Extract every one of the lines below word for word, from the first to the last, changing nothing.

··········

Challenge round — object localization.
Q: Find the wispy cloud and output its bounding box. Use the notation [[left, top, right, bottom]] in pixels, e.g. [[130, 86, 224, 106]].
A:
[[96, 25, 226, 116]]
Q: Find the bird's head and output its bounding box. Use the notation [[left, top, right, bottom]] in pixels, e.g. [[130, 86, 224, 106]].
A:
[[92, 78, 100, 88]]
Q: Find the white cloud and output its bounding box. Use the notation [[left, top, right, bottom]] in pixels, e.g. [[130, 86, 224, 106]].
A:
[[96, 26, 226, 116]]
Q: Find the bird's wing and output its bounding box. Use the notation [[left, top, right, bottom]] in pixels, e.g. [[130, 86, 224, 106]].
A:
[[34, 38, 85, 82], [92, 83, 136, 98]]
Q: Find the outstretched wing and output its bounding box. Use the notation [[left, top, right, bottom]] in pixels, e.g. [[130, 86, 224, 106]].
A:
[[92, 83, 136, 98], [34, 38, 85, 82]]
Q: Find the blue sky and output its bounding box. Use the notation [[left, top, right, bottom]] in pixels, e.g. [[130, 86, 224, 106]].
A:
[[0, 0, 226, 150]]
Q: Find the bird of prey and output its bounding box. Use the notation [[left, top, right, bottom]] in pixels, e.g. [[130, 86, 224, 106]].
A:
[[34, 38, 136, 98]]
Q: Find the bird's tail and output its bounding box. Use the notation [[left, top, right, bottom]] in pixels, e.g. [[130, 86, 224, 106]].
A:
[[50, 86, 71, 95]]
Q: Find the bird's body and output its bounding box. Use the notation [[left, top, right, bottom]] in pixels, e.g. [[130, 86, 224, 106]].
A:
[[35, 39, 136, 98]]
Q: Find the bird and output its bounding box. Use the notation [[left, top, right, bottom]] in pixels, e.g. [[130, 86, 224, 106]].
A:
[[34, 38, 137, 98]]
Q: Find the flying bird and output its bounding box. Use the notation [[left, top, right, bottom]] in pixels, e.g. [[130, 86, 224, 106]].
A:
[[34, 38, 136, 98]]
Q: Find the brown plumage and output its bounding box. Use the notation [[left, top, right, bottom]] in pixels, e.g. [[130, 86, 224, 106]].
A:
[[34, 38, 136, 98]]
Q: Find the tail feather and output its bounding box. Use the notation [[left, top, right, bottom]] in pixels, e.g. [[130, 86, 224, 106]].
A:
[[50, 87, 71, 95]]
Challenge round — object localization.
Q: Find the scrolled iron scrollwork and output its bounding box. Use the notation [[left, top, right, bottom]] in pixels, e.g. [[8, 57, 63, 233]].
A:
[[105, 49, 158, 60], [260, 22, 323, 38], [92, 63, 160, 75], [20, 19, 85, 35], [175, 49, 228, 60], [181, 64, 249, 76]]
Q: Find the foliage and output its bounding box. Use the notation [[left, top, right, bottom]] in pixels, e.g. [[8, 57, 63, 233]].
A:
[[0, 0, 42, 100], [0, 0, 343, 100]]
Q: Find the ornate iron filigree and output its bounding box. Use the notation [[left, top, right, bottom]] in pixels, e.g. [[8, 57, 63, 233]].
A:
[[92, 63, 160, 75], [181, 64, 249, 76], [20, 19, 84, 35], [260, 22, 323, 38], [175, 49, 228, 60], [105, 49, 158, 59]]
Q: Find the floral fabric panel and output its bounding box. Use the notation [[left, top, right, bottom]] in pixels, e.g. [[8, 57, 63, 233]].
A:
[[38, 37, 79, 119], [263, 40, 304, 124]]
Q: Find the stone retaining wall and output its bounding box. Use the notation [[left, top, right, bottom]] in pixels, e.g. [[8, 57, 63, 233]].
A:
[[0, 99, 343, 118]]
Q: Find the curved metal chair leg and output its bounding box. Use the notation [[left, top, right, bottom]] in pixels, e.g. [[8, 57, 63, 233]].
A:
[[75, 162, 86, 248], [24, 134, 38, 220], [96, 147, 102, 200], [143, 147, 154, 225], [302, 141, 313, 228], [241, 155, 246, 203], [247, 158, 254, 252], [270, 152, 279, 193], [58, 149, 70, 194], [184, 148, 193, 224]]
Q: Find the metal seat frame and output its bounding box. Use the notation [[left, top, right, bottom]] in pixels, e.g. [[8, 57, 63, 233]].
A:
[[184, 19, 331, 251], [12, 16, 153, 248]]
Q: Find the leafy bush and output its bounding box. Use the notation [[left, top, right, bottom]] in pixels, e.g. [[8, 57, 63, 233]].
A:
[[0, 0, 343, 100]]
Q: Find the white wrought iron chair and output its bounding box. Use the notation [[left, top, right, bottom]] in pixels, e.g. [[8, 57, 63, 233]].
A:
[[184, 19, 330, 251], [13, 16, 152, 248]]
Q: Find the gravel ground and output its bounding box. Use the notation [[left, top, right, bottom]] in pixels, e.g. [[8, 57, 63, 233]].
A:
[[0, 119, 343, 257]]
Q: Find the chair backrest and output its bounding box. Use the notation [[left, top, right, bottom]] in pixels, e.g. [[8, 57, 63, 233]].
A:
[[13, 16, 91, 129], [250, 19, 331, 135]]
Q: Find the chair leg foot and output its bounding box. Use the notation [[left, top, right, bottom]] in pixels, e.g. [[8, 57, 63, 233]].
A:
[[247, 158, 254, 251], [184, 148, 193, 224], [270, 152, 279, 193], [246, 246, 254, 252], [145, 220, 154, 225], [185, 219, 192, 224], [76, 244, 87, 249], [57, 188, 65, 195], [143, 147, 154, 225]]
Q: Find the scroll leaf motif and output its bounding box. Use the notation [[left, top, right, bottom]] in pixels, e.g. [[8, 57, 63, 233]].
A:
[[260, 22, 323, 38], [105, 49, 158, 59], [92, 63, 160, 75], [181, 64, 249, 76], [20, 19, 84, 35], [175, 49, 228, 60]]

··········

**The completed task:**
Challenge round — object localization.
Q: Find the wispy cloud and output its bounding box. Use the notation [[left, top, right, bottom]] in pixels, e.g. [[130, 86, 224, 106]].
A:
[[96, 25, 226, 116]]
Q: Find the bird's head and output its bounding box. Use the notation [[left, top, right, bottom]] in pixels, e.g. [[130, 86, 224, 106]].
A:
[[92, 78, 100, 88]]
Q: Find the white cloud and output its bounding box. Use the notation [[left, top, right, bottom]] in pixels, e.g. [[130, 86, 224, 106]].
A:
[[96, 26, 226, 116]]
Q: Find the bird's wing and output its bounding box. Use the notation [[left, top, right, bottom]] in pixels, e.g. [[130, 86, 224, 106]].
A:
[[34, 38, 85, 82], [92, 83, 136, 98]]
Q: Find the outstretched wing and output its bounding box. Use the notation [[left, top, right, bottom]] in pixels, e.g. [[130, 86, 224, 106]].
A:
[[92, 83, 136, 98], [34, 38, 85, 82]]
Q: Find the blue sky and output its bounding box. Use the notation [[left, top, right, bottom]] in pixels, e.g. [[130, 86, 224, 106]].
A:
[[0, 0, 226, 150]]
Q: Find the bird of prey and output its bounding box. Use the notation [[left, top, right, bottom]] in pixels, e.g. [[130, 86, 224, 106]].
A:
[[34, 38, 136, 98]]
Q: Find the bird's tail and output its bounding box. Use the notation [[left, top, right, bottom]] in pixels, e.g. [[130, 86, 224, 106]].
A:
[[50, 86, 71, 95]]
Q: Find the bird's body and output its bounding box. Use the notation [[left, top, right, bottom]] in pixels, e.g. [[130, 86, 224, 106]].
A:
[[35, 39, 136, 98]]
Q: Find the bird and output its bounding box. Use the notation [[left, top, right, bottom]] in pixels, e.g. [[130, 86, 224, 106]].
A:
[[34, 38, 137, 98]]
Q: Find the flying bird and output its bounding box. Use the notation [[left, top, right, bottom]] in pixels, e.g. [[130, 86, 224, 106]].
A:
[[34, 38, 136, 98]]
Q: Find the brown plumage and output its bounding box. Use the notation [[left, top, right, bottom]] in pixels, e.g. [[130, 86, 224, 106]].
A:
[[34, 38, 136, 98]]
Q: Find the tail feather and output its bounding box. Use the notation [[left, top, right, bottom]] in pixels, e.g. [[130, 86, 224, 106]].
A:
[[50, 87, 71, 95]]
Challenge round — object localization.
Q: Find the scrolled iron scrollwork and output its bounding box. Use the notation [[left, top, right, bottom]] in pixels, e.g. [[8, 57, 63, 233]].
A:
[[105, 49, 158, 60], [260, 22, 323, 38], [92, 63, 160, 75], [20, 19, 85, 35], [175, 49, 228, 60], [181, 64, 249, 76]]
Q: Find the foliage and output its bounding box. Use the notation [[left, top, right, bottom]] in pixels, e.g. [[8, 57, 63, 233]].
A:
[[0, 0, 42, 100], [0, 0, 343, 100]]
Q: Find the ornate iron filigree and output its bounding box. Use the notation [[left, top, right, bottom]] in pixels, e.g. [[8, 57, 63, 233]].
A:
[[92, 63, 160, 75], [181, 64, 249, 76], [20, 19, 84, 35], [260, 22, 323, 38], [175, 49, 228, 60], [105, 49, 158, 59]]
Q: Find the floral fabric panel and output its bounding box. Use the notation [[left, top, right, bottom]] in pixels, e.g. [[8, 57, 63, 233]].
A:
[[38, 37, 79, 119], [263, 40, 304, 124]]
Q: Find the stone retaining wall and output its bounding box. Use the notation [[left, top, right, bottom]] in pixels, e.g. [[8, 57, 63, 233]].
A:
[[0, 99, 343, 118]]
Q: Find the curved metal chair leg and output its bounding box. Use the notation [[left, top, right, bottom]] in pixels, e.g. [[8, 57, 63, 233]].
A:
[[75, 162, 86, 248], [24, 134, 38, 220], [96, 147, 102, 200], [143, 147, 154, 225], [302, 141, 313, 228], [241, 155, 246, 203], [247, 158, 254, 252], [270, 152, 279, 193], [58, 149, 70, 194], [184, 148, 193, 224]]
Q: Find the metal seat frame and output its bounding box. Use the notation [[left, top, right, bottom]] in pixels, e.g. [[8, 57, 63, 233]].
A:
[[184, 19, 331, 251], [12, 16, 153, 248]]
Q: Find the leafy bush and output its bounding box. Use the notation [[left, top, right, bottom]] in pixels, e.g. [[8, 57, 63, 233]].
A:
[[0, 0, 343, 100]]
Q: Find the white wrought iron chair and output its bounding box. Use the notation [[left, top, right, bottom]] in pixels, e.g. [[8, 57, 63, 233]].
A:
[[184, 19, 330, 251], [13, 16, 152, 248]]
Q: Find the gravel ground and output its bounding box. Use the notation [[left, top, right, bottom]] in pixels, e.g. [[8, 57, 63, 233]].
A:
[[0, 119, 343, 257]]
Q: Find the chair backrest and output its bounding box. Use the notation [[left, top, right, bottom]] in pixels, e.g. [[8, 57, 63, 233]].
A:
[[13, 16, 91, 129], [250, 19, 331, 135]]
Q: Find the chair leg foot and output its bounding box. Use the notation [[left, top, right, bottom]] in pixels, e.g. [[8, 57, 63, 233]].
A:
[[247, 158, 254, 251], [184, 148, 193, 224], [270, 152, 279, 193], [246, 246, 254, 252], [145, 220, 154, 225], [185, 219, 192, 224], [76, 244, 87, 249], [57, 188, 65, 195], [143, 147, 154, 225]]
Q: Find the scroll leaf motif and output its bounding box. Use the notation [[left, top, right, bottom]] in pixels, e.g. [[8, 57, 63, 233]].
A:
[[260, 22, 323, 38], [105, 49, 158, 59], [92, 63, 160, 75], [181, 64, 249, 76], [20, 19, 84, 35], [175, 49, 228, 60]]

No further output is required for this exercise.